Exercise brief | Every line of the material below must be repeated exactly.

Available data |
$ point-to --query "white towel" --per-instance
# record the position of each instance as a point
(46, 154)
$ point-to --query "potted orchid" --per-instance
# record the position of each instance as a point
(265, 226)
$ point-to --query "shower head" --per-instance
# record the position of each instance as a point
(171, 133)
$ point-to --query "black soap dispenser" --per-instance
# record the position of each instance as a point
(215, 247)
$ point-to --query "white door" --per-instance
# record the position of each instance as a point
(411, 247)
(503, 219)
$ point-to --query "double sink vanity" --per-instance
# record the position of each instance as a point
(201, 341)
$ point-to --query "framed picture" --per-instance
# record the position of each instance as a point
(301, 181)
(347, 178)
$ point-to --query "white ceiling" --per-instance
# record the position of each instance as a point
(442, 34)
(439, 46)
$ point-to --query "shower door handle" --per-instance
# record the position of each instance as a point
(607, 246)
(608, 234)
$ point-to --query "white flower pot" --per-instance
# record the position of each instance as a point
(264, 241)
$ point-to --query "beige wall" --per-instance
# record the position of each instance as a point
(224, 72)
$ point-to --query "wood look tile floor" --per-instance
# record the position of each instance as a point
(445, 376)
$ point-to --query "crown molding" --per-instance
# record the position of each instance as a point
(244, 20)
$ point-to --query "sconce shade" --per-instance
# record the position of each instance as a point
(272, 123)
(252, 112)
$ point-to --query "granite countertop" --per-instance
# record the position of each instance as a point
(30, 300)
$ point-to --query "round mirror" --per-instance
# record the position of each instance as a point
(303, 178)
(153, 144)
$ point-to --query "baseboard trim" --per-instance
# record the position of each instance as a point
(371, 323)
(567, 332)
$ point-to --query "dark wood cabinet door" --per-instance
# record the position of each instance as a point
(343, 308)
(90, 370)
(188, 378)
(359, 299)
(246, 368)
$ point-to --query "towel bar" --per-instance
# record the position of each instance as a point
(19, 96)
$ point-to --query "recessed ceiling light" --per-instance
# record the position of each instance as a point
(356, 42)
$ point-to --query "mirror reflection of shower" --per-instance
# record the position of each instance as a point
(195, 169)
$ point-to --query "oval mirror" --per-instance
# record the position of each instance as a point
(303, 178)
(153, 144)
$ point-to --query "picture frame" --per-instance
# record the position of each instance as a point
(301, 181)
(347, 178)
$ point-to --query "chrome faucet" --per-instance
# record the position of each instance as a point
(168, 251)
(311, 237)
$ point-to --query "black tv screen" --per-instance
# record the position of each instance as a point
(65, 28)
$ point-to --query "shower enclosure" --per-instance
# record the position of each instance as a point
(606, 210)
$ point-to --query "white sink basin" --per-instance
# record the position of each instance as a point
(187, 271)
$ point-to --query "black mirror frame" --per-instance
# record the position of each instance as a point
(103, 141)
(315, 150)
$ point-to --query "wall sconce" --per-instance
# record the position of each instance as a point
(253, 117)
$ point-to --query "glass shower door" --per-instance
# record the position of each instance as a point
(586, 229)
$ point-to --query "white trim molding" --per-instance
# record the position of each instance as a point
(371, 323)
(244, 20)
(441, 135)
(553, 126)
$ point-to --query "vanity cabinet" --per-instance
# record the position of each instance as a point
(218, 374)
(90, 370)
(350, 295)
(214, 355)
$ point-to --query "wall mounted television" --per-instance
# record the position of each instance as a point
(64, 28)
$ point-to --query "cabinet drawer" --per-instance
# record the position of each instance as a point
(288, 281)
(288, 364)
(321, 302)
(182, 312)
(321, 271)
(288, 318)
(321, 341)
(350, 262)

Solution |
$ point-to --query "white towel" --per-instance
# record the position of each instance as a point
(46, 154)
$ point-to --query "potted orchid" --per-instance
# record the position of each instance as a point
(265, 226)
$ point-to --query "shower head" --per-instance
# record the position of each instance as a point
(171, 133)
$ point-to --query "black soap dispenser" --per-instance
# record the position of each instance as a point
(215, 247)
$ point-to --query "white door" --per-instance
# record the position of each instance as a point
(411, 247)
(503, 219)
$ point-to --query "double sink vanity" --per-instance
# record the position of each instance as a point
(201, 341)
$ point-to --query "framed picture" --per-instance
# record the position of each instance as a point
(301, 181)
(347, 178)
$ point-to --query "white ceiling" --per-instance
# record the position of each instance as a point
(442, 34)
(439, 46)
$ point-to --query "shower door handle" --per-instance
# record the position of each instance as a point
(607, 246)
(608, 234)
$ point-to --query "white flower pot" --per-instance
# record the position of each instance as a point
(264, 241)
$ point-to --query "beige wall" --per-instance
# record the position of each instance as a point
(224, 72)
$ point-to --query "wood look tile floor" --per-instance
# record the position of each instance as a point
(445, 376)
$ point-to --query "crown molding" --per-instance
# record the position of each instance as a point
(244, 20)
$ point-to --query "sconce shade" --per-instance
# record the position of each instance as a point
(272, 123)
(252, 112)
$ point-to --query "granite countertop" --per-instance
# record the position of each instance as a point
(30, 300)
$ point-to --query "round mirror" --per-instance
# record the position of each instance as a point
(303, 178)
(153, 144)
$ point-to --query "baseboard trim" --per-instance
# record the position of each instance as a point
(371, 323)
(567, 332)
$ point-to --query "dark wood cabinet door" --per-instance
# record the position of each instance as a point
(343, 308)
(90, 370)
(188, 378)
(359, 299)
(246, 368)
$ point-to --query "towel bar" --per-instance
# record the position of each instance as a point
(19, 96)
$ point-to --query "recessed ceiling light" --per-instance
# record the position of each instance as a point
(356, 42)
$ point-to --query "mirror reflection of shower" --per-instance
# record the position of each instance as a point
(195, 169)
$ point-to --query "oval mirror" --per-instance
# record the position of each instance as a point
(303, 178)
(153, 144)
$ point-to --query "picture frame" --per-instance
# record the position of each instance as a point
(301, 181)
(347, 178)
$ point-to --query "chrome faucet" --per-instance
# record the position of each instance as a point
(168, 251)
(311, 237)
$ point-to --query "black tv screen" --per-instance
# record the position of each instance as a point
(65, 28)
$ point-to --query "shower enclosure" --per-instance
# record the position of each instance as a point
(606, 210)
$ point-to --query "white sink basin" --per-instance
# record the position of each instance as a point
(187, 271)
$ point-to --query "black mirror frame" --per-instance
# record the position of each instance as a point
(103, 141)
(315, 150)
$ point-to --query "wall sconce" --per-instance
# record the position of each instance as a point
(253, 117)
$ point-to --query "glass shower door" --per-instance
# record the position of each instance as a point
(586, 229)
$ point-to --query "white trim molding" --per-instance
# record the position of each instance as a point
(371, 323)
(244, 20)
(441, 135)
(553, 126)
$ point-to --query "vanity cabinet" --per-instance
# record the position of each instance as a point
(218, 374)
(90, 370)
(350, 295)
(214, 355)
$ point-to --query "wall mounted television" --per-instance
# record the position of each instance as a point
(64, 28)
$ point-to --query "cabinet drawer" --per-instance
# record the position of each instance as a point
(288, 281)
(288, 364)
(321, 302)
(182, 312)
(321, 271)
(288, 318)
(321, 341)
(350, 262)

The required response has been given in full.